== 节选文本

LintCode 107: Word Break (DFS, DP经典题!)

本文深入探讨了WordBreak问题的多种解决方案，包括深度优先搜索(DFS)、带记忆化的深度优先搜索和动态规划(DP)方法。通过实例分析，比较了不同算法的优劣，展示了如何有效利用记忆化和动态规划减少重复计算，提高算法效率。

Word Break
Given a string s and a dictionary of words dict, determine if s can be break into a space-separated sequence of one or more dictionary words.

Example
Given s = “lintcode”, dict = [“lint”, “code”].

Return true because “lintcode” can be break as “lint code”.

解法1：DFS。超时 (95%的时候)

class Solution {
public:
    /*
     * @param s: A string
     * @param dict: A dictionary of words dict
     * @return: A boolean
     */
    bool wordBreak(string &s, unordered_set<string> &dict) {
        int lenS = s.size();
        int lenD = dict.size();
        maxWordLen = 0;
        minWordLen = lenS;
        
        for (auto w : dict) {
            maxWordLen = max(maxWordLen, (int)w.size());
            minWordLen = min(minWordLen, (int)w.size());
        }
        
        vector<string> sol;
        vector<vector<string>> result;
        
        helper(s, dict, sol, result);
        if (result.size() > 0) return true;
        return false;
    }
    
private:

    void helper(string &s, unordered_set<string> &dict, vector<string> &sol, vector<vector<string>> &result) {
        
        int len = s.size();
        if (len == 0) {
            result.push_back(sol);
            return;
        }
        if (len < minWordLen) 
            return;
        
        for (int i = minWordLen; i <= maxWordLen; ++i) {
            string w = s.substr(0, i);
            if (dict.find(w) == dict.end()) continue;
            sol.push_back(w);
            string newStr = s.substr(i, len - i);
            helper(newStr, dict, sol, result);
            sol.pop_back();
        }
    }
    
    int minWordLen;
    int maxWordLen;
};

解法2：还是DFS，s不动index动。Pass。

class Solution {
public:
    /*
     * @param s: A string
     * @param dict: A dictionary of words dict
     * @return: A boolean
     */
    bool wordBreak(string &s, unordered_set<string> &dict) {
        int lenS = s.size();
        int lenD = dict.size();
        maxWordLen = 0;
        minWordLen = lenS;
        
        for (auto w : dict) {
            maxWordLen = max(maxWordLen, (int)w.size());
            minWordLen = min(minWordLen, (int)w.size());
        }
        
        vector<string> sol;
        vector<vector<string>> result;
        
        helper(s, 0, dict, sol, result);
        if (result.size() > 0) return true;
        return false;
    }
    
private:

    void helper(string &s, int index, unordered_set<string> &dict, vector<string> &sol, vector<vector<string>> &result) {
        
        int len = s.size();
        if (index == len) {
            result.push_back(sol);
            return;
        }
        
        if (index + minWordLen > len)    //剪枝
            return;
        
        for (int i = minWordLen; i <= maxWordLen; ++i) {
            string w = s.substr(index, i);
            if (dict.find(w) == dict.end()) continue;
            sol.push_back(w);
            helper(s, index + i, dict, sol, result);
            sol.pop_back();
        }
    }
    
    int minWordLen;
    int maxWordLen;
};

解法3：DFS+Memorization
即把s分成str1和str2，如果str1在dict中则可调用子问题，输入为str2。

====
== 数据

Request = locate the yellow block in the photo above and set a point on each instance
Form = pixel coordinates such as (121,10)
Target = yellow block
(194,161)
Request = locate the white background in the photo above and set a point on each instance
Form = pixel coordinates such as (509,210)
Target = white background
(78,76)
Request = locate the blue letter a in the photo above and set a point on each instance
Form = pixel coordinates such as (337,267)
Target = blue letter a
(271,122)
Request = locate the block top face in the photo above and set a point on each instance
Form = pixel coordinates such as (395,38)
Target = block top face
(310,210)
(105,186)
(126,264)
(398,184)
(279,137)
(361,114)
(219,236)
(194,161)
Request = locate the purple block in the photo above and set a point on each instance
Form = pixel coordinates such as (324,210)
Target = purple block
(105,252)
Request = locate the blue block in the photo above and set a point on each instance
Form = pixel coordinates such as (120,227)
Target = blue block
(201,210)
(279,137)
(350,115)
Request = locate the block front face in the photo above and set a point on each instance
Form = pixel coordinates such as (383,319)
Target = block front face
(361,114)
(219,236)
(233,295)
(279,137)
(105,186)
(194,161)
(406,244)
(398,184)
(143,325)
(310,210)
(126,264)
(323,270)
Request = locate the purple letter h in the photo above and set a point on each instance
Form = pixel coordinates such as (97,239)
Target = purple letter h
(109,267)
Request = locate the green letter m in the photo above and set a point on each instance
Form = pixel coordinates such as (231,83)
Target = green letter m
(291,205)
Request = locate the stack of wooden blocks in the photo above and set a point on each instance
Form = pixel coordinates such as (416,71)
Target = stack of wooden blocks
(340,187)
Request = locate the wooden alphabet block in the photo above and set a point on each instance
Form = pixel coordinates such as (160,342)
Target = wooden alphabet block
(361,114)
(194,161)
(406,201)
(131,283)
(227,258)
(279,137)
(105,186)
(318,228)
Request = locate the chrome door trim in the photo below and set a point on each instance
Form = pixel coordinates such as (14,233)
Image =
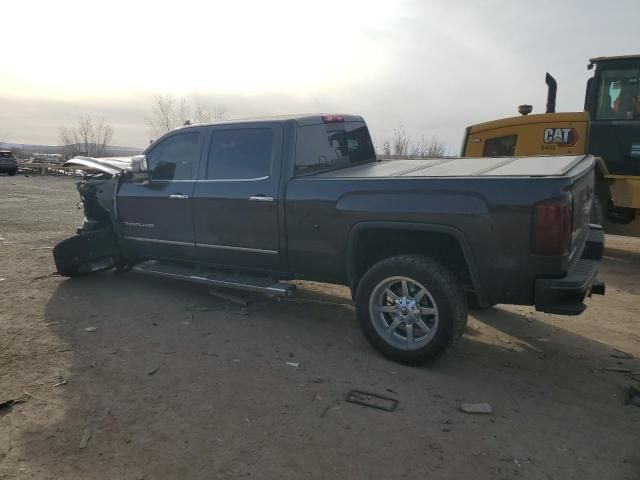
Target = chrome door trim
(155,240)
(238,249)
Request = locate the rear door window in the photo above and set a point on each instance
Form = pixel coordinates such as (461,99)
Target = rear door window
(240,154)
(332,145)
(175,157)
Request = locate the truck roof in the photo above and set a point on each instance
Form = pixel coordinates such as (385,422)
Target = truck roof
(301,119)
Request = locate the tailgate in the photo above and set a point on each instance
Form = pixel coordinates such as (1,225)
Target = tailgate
(582,193)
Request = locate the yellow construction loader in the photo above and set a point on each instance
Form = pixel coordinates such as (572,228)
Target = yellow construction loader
(609,128)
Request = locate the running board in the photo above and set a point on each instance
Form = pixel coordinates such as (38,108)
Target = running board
(213,278)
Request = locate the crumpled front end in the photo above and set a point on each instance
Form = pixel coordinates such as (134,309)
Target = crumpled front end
(95,247)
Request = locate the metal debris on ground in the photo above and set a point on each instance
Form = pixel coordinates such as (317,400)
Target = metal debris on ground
(633,376)
(194,307)
(14,401)
(86,436)
(371,400)
(619,370)
(633,396)
(230,298)
(622,355)
(478,408)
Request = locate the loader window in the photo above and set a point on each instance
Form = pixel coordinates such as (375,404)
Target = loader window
(618,95)
(500,146)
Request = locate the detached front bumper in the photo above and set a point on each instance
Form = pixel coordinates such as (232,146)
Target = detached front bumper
(565,296)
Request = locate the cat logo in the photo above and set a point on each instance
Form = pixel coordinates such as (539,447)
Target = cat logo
(562,137)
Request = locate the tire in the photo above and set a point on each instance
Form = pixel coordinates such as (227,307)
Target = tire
(87,253)
(597,212)
(442,308)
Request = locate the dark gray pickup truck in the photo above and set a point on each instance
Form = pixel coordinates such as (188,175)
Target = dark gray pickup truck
(252,204)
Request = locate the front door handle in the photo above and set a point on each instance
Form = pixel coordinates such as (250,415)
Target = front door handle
(261,198)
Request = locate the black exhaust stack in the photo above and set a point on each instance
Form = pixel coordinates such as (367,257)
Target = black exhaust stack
(551,93)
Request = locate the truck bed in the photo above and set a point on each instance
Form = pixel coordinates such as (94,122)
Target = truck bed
(542,166)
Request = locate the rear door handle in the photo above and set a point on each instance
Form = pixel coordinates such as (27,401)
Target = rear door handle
(261,198)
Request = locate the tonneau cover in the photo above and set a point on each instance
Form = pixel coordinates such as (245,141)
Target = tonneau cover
(538,166)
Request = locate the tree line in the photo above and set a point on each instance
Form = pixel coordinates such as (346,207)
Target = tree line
(92,136)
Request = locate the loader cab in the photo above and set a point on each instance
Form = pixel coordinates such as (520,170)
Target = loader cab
(613,102)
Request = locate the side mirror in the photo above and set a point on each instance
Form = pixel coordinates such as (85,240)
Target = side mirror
(139,164)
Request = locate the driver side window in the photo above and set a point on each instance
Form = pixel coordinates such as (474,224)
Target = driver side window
(175,158)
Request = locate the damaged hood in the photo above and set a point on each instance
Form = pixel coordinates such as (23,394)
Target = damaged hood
(110,165)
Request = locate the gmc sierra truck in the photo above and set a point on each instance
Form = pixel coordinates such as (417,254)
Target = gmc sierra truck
(253,204)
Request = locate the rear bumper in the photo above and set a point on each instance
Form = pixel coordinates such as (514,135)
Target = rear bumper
(565,296)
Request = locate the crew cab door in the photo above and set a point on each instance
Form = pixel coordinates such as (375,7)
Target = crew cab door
(155,215)
(236,202)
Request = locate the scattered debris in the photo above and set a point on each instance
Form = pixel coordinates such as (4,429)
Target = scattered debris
(479,408)
(619,370)
(11,339)
(633,376)
(231,298)
(194,307)
(622,355)
(14,401)
(329,407)
(86,436)
(40,277)
(633,396)
(372,400)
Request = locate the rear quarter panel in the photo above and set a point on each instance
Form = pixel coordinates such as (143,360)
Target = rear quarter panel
(493,216)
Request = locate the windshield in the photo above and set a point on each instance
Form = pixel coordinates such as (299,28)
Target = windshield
(618,95)
(332,145)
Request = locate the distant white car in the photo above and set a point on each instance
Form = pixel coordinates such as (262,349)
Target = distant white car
(8,162)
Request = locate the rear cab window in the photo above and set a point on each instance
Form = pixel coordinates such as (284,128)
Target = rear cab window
(328,146)
(242,154)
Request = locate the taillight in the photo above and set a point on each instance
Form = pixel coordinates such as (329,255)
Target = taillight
(332,119)
(551,226)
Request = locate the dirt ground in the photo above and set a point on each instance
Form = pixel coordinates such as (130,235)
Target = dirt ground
(171,382)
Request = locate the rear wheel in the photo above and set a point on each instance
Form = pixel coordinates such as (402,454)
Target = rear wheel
(411,308)
(87,253)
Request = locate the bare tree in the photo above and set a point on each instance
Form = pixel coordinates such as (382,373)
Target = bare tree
(400,142)
(89,137)
(400,146)
(431,148)
(169,112)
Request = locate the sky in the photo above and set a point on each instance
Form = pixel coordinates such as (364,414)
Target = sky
(432,66)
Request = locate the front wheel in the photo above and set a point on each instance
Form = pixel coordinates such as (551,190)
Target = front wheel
(89,252)
(411,308)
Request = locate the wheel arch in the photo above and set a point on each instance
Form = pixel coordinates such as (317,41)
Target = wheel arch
(359,231)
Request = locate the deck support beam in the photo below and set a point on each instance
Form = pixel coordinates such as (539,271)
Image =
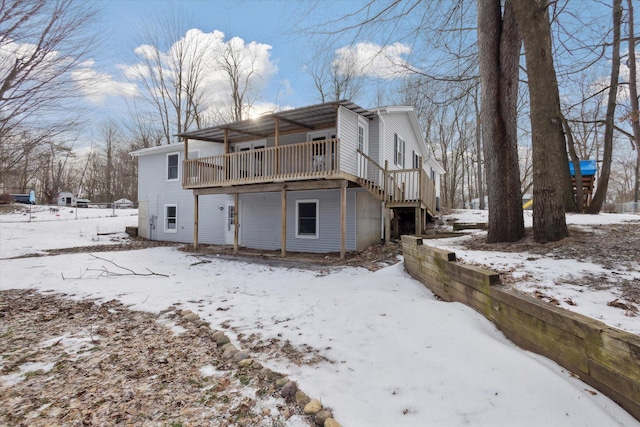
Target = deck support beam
(283,214)
(236,222)
(195,221)
(343,219)
(387,225)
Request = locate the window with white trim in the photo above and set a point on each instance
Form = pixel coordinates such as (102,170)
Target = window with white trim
(398,150)
(416,160)
(170,218)
(173,161)
(307,219)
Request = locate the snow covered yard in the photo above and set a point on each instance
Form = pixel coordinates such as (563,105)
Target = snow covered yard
(376,347)
(595,272)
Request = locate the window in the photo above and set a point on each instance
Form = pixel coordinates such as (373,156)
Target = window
(416,161)
(307,219)
(172,166)
(398,152)
(171,218)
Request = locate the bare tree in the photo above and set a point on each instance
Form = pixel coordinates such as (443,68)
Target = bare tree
(550,171)
(171,68)
(634,116)
(41,43)
(239,66)
(499,48)
(601,191)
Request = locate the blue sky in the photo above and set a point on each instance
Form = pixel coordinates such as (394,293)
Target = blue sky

====

> **问题与任务**
**A)** 用两句话概括上面的 Word Break 题解，每一句都须以原文为据。
**B)** 请原样输出 Word Break 题解中从“本文深入探讨了WordBre”一直到“解法1：DFS。超时 (95%的时候)”的全部内容。
**C)** 根据上面的 Word Break 题解回答：
(i) 示例中给出的 s 和 dict 分别是什么？
(ii) 解法2中标有“剪枝”注释的那行代码，其判断条件是什么？
(iii) 解法3把 s 分成哪两部分？

> **任务解答**
**A)** Word Break 问题要求判断给定字符串能否拆分为一个或多个词典单词组成、以空格分隔的序列，本文探讨了 DFS、带记忆化的 DFS 和动态规划等解法。其中直接截取子串递归的 DFS 会超时，而保持 s 不动、移动 index 的 DFS 可以通过。

**B)**
本文深入探讨了WordBreak问题的多种解决方案，包括深度优先搜索(DFS)、带记忆化的深度优先搜索和动态规划(DP)方法。通过实例分析，比较了不同算法的优劣，展示了如何有效利用记忆化和动态规划减少重复计算，提高算法效率。

Word Break
Given a string s and a dictionary of words dict, determine if s can be break into a space-separated sequence of one or more dictionary words.

Example
Given s = “lintcode”, dict = [“lint”, “code”].

Return true because “lintcode” can be break as “lint code”.

解法1：DFS。超时 (95%的时候)

**C)**
(i) s 是 “lintcode”，dict 是 [“lint”, “code”]。
(ii) index + minWordLen > len。
(iii) str1 和 str2。